(SOURCE PASSAGE)
* * *

Prognostic Value and Potential Regulatory Mechanism of H19 in Stomach Adenocarcinoma

Abstract

The first lncRNA discovered, H19, has been found to participate in the regulation of diverse biological processes, including the pathogenesis of stomach adenocarcinoma. In addition to its oncogenic function in tumor formation, a high level of H19 in tumor tissues has also been reported to be an indicator for poor prognosis. However, although many previous works have investigated the level of H19 as an independent indicator for prognosis, the real value of H19 in predicting survival has rarely been evaluated. In this study, we established a prognostic model and nomogram for stomach adenocarcinoma by combining the expression level of H19 with traditional indices, which showed the value of H19 in predicting the survival rates of patients. In addition, we investigated the mechanism underlying the correlation of the H19 level in cancer tissue with poor prognosis in patients. Our results showed that H19 could function as ceRNA by sponging five miRNAs, which may promote the progression of cancer.

Figure 1

The expression of H19 in STAD and its correlation with prognosis. (a)The volcano plot of DELs between STAD and normal tissues. (b) Normalized transcript counts of significantly differentially expressed lncRNAs between STAD and normal tissues. (c) The expression level of lncRNA H19 in 379 STAD tissues and 26 normal tissues based on the TCGA database analysis. (d) The expression level of lncRNA H19 in 379 STAD tissues from the TCGA database and 174 normal tissues from the GTEx database. (e)The expression status of lncRNA H19 in different cancers and specific cancer subtypes analyzed with TIMER2. (f) The significant correlations of lncRNA H19 expression with outcomes across various cancer types visualized in the heatmap, which shows the normalized coefficient of lncRNA H19 in the Cox model. (g-h). The Kaplan–Meier curves for the DSS (c) and PD (d) of STAD patients stratified by the H19 expression level.

Figure 2

The prognostic value of H19 in STAD. (a) Prognostic nomogram for patients with STAD based on the H19 expression level. (b)Verification of the nomogram by time-dependent ROC curve analysis. (c) Calibration curves for predicting patient survival at each time point. (d–f) DCA curves showing the benefit gained from incorporation of H19 in predicting 1 (d), 2 (e), and 4 (f) year survival outcomes.

Figure 3

Differential expression analysis of samples with high and low H19 expression. (a) The volcano plot of DEGs between the H19-high and H19-low groups. (b–e) KEGG/GO enrichment analyses performed based on the 596 upregulated DEGs (b) and 173 downregulated DEGs (d); MF, BP, CC, and KEGG pathway analyses conducted and the corresponding networks based on the KEGG and GO analysis results constructed (c and e). (f) GSEA showing different gene expression patterns between the H19-high and H19-low groups.

Figure 4

H19 promoted migration, invasion, and survival of STAD cells by binding to five miRNAs. (a) Bioinformatics analysis of 9 miRNAs potentially binding to lncRNA H19. (b) RNA pulldown assay verified the binding of 5 of the 9 miRNAs to lncRNA H19 (n = 3). (c) Relative luciferase activity determined to verify the binding of 5 miRNAs to H19 (n = 3). (d) Scratch assay showing the migration of MKN-45 cells with H19 knockdown or miRNA inhibition (n = 3). (e) Quantitative analysis of the wound closure rate (n = 3). (f) Transwell assays showing the invasion of MKN-45 cells after H19 knockdown or miRNA inhibition (n = 3). (g) Quantitative analysis of the number of migrated cells (n = 3). (h) Flow cytometric analysis of apoptosis induced by gemcitabine in MKN-45 cells transfected with H19 siRNA (n = 3). (i) Quantitative analysis of the percentage of apoptotic cells (n = 3). (j-n) Analysis of potential downstream genes regulated by five miRNAs binding to H19.

* * *

(GIVEN DATA)
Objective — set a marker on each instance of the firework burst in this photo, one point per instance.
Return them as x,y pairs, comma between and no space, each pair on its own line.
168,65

* * *

(ABOUT THIS TASK) Copy out the H19 article word for word, from "The prognostic value" up to and including "year survival outcomes.". The listing has nothing to do with the H19 article.

(SOLUTION TO THIS TASK)
The prognostic value of H19 in STAD. (a) Prognostic nomogram for patients with STAD based on the H19 expression level. (b)Verification of the nomogram by time-dependent ROC curve analysis. (c) Calibration curves for predicting patient survival at each time point. (d–f) DCA curves showing the benefit gained from incorporation of H19 in predicting 1 (d), 2 (e), and 4 (f) year survival outcomes.